--- start Material for this task ---

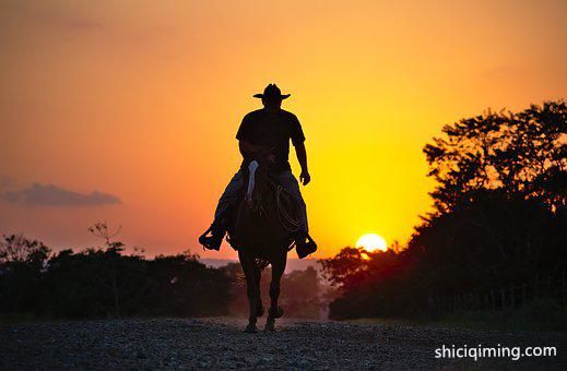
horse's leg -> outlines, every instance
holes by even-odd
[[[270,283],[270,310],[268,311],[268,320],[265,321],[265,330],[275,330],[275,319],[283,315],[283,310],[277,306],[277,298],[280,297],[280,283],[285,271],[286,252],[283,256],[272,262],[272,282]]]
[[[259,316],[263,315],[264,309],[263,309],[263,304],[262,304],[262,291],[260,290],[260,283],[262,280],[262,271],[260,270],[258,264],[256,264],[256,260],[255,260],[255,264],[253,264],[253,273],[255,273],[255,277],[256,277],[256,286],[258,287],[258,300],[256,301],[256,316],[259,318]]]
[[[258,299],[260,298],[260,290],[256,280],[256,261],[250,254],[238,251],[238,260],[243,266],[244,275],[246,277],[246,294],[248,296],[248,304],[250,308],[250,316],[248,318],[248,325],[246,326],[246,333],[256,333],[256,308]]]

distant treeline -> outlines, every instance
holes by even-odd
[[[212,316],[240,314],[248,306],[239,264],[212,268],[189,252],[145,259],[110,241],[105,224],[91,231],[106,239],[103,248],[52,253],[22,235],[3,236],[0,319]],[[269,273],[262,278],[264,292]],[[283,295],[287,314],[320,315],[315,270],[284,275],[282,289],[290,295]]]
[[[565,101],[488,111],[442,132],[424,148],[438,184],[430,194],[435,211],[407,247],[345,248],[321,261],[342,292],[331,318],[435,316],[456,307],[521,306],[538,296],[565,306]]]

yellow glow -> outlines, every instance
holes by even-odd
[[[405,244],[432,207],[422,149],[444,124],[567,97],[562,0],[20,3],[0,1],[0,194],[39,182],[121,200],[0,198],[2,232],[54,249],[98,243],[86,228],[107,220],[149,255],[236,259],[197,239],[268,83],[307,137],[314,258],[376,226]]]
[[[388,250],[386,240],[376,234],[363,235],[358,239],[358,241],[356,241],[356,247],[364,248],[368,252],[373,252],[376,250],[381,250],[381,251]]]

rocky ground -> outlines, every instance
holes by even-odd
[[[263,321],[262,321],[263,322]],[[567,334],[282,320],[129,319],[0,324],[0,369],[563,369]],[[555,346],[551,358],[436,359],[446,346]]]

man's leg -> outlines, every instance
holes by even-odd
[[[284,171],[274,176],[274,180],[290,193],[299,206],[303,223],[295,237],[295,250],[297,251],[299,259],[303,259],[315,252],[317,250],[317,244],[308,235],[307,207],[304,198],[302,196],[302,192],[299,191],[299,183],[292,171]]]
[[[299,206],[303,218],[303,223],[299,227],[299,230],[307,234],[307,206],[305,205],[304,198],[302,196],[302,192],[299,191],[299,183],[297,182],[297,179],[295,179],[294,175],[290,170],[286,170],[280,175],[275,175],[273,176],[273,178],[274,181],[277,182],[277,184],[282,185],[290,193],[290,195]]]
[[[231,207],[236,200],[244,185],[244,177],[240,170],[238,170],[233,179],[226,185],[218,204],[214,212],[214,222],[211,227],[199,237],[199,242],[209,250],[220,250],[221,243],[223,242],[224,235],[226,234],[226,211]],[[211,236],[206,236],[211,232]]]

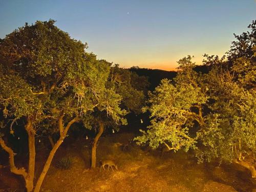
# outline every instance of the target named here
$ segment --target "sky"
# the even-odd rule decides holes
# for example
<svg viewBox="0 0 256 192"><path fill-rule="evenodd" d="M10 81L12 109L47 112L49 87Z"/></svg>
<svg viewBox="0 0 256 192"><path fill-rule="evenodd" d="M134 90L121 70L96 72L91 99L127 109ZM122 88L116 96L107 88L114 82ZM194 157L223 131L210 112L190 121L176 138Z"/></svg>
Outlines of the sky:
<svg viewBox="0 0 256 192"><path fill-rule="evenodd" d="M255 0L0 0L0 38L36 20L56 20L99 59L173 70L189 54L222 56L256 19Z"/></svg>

--- end Material for this task ---

● **Written instruction**: Please reproduce all of the rows above line for line, without any change, and leave the pictures out.

● **Answer to the problem**:
horse's leg -> outlines, every instance
holes by even-odd
[[[270,283],[270,310],[268,311],[268,320],[265,321],[265,330],[275,330],[275,319],[283,315],[283,310],[277,306],[277,298],[280,297],[280,283],[285,271],[286,252],[283,256],[272,262],[272,282]]]
[[[259,316],[263,315],[264,309],[263,309],[263,304],[262,304],[262,291],[260,290],[260,283],[262,280],[262,271],[260,270],[258,264],[256,264],[256,260],[255,260],[255,264],[253,264],[253,273],[255,273],[255,277],[256,277],[256,286],[258,287],[258,300],[256,301],[256,316],[259,318]]]
[[[258,299],[260,298],[260,290],[256,280],[256,261],[250,254],[238,251],[238,260],[243,266],[244,275],[246,277],[246,294],[248,296],[248,304],[250,308],[250,316],[248,318],[248,325],[246,326],[246,333],[256,333],[256,308]]]

distant treeline -> outlines, every instance
holes by even-odd
[[[212,316],[240,314],[248,306],[239,264],[212,268],[189,252],[145,259],[110,241],[105,224],[91,231],[106,239],[103,248],[52,253],[22,235],[3,236],[0,319]],[[269,273],[262,278],[264,292]],[[283,295],[287,314],[320,315],[315,270],[284,275],[282,289],[290,295]]]
[[[565,101],[488,111],[442,132],[424,148],[438,184],[430,194],[435,211],[407,247],[345,248],[321,261],[342,292],[331,318],[435,316],[456,307],[521,306],[538,296],[565,306]]]

yellow glow -> outlines, every instance
holes by even-odd
[[[405,244],[432,207],[422,149],[444,124],[567,97],[562,0],[20,3],[0,1],[0,194],[39,182],[121,200],[0,198],[2,232],[54,249],[98,243],[86,228],[107,220],[149,255],[236,259],[197,239],[268,83],[307,137],[314,258],[376,226]]]
[[[388,250],[386,240],[376,234],[363,235],[358,239],[358,241],[356,241],[356,247],[364,248],[368,252],[373,252],[376,250],[381,250],[381,251]]]

rocky ground -> outlines, every instance
holes by even-odd
[[[263,321],[262,321],[263,322]],[[567,334],[282,320],[129,319],[0,324],[0,369],[563,369]],[[555,346],[551,358],[436,359],[446,346]]]

man's leg -> outlines, every instance
holes by even-odd
[[[284,171],[274,176],[274,180],[290,193],[299,206],[303,223],[295,237],[295,250],[297,251],[299,259],[303,259],[315,252],[317,250],[317,244],[308,235],[307,207],[304,198],[302,196],[302,192],[299,191],[299,183],[292,171]]]
[[[299,206],[303,218],[303,223],[299,227],[299,230],[307,234],[307,206],[305,205],[304,198],[302,196],[302,192],[299,191],[299,183],[297,182],[297,179],[295,179],[294,175],[290,170],[286,170],[280,175],[275,175],[273,176],[273,178],[274,181],[277,182],[277,184],[282,185],[290,193],[290,195]]]
[[[231,207],[236,200],[244,185],[244,177],[240,170],[238,170],[233,179],[226,185],[218,204],[214,212],[214,222],[211,227],[199,237],[199,242],[209,250],[220,250],[221,243],[223,242],[224,235],[226,234],[226,211]],[[211,236],[206,236],[211,232]]]

# outline every instance of the target named here
$ segment --target "sky"
# the even-odd rule decides holes
# for example
<svg viewBox="0 0 256 192"><path fill-rule="evenodd" d="M10 81L12 109L47 112L49 87Z"/></svg>
<svg viewBox="0 0 256 192"><path fill-rule="evenodd" d="M134 90L121 70L96 72L91 99L127 109ZM122 88L116 96L107 88L114 82ZM194 157L223 131L210 112L190 121L176 138Z"/></svg>
Outlines of the sky:
<svg viewBox="0 0 256 192"><path fill-rule="evenodd" d="M255 0L0 0L0 38L36 20L56 20L99 59L173 70L189 54L222 56L256 19Z"/></svg>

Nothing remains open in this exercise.